### GOAL OF THE EXERCISE
Please copy the items from the beginning up to and including the line with "119 15 L 118", swapping "ny logo on cap" for "logo on the cap" and changing nothing else.

### RECORDS TO PROCESS
+++

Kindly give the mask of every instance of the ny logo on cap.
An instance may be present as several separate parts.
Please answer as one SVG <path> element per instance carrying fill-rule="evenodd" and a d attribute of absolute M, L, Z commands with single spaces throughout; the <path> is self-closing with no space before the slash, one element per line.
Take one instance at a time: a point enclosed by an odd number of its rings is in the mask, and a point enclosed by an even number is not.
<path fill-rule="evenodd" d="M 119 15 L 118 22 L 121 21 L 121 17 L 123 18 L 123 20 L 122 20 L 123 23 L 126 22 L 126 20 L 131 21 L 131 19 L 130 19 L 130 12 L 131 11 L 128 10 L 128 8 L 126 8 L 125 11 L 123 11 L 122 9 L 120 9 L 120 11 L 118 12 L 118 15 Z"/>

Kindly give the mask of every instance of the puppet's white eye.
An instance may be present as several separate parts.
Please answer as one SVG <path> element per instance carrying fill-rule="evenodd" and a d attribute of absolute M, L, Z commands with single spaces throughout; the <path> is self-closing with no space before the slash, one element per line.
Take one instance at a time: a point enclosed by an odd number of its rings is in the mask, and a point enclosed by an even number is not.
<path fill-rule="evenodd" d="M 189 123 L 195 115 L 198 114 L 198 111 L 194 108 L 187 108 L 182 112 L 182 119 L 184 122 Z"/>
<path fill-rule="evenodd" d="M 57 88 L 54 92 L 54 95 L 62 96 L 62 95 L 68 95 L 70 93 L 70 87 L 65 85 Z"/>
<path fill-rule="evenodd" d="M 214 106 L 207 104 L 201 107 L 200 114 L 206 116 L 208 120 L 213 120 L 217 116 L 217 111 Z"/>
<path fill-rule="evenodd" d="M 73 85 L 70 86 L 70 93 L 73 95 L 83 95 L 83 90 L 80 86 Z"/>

+++

### SOLUTION TO THE EXERCISE
Kindly give the mask of every instance of the logo on the cap.
An instance may be present as several separate parts.
Please answer as one SVG <path> element per instance carrying fill-rule="evenodd" and a d attribute of absolute M, L, Z commands with single spaces throughout; the <path> is self-closing with no space before the slash, one element per line.
Take one instance at a time: a point enclosed by an odd number of its rings is in the mask, and a point enclosed by an even number is not.
<path fill-rule="evenodd" d="M 119 15 L 118 22 L 121 21 L 121 17 L 123 18 L 123 20 L 122 20 L 123 23 L 126 22 L 126 20 L 131 21 L 131 19 L 130 19 L 130 12 L 131 11 L 128 10 L 128 8 L 126 8 L 125 11 L 123 11 L 122 9 L 120 9 L 120 11 L 118 12 L 118 15 Z"/>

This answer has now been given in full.